- _Given instruction_
Repeat the listing that follows, character for character, minus the pictures.
^^^^^^^^^^^^^^^^
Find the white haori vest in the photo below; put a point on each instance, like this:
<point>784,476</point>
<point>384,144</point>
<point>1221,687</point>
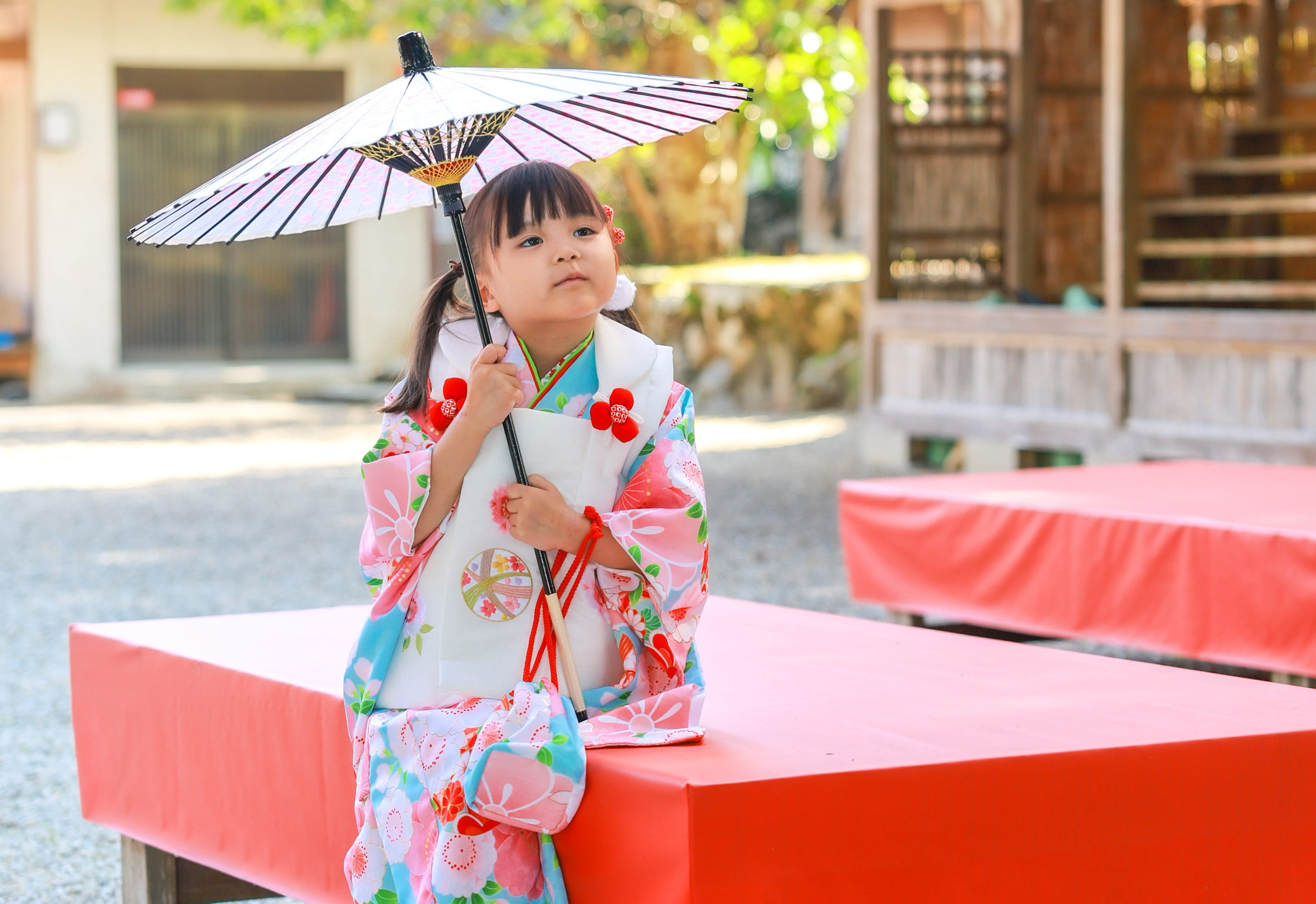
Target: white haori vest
^^^^^^^^^^^^^^^^
- _Output_
Find the white haori vest in the photo below; put a point on each instance, like this:
<point>784,476</point>
<point>384,144</point>
<point>1221,687</point>
Target: white haori vest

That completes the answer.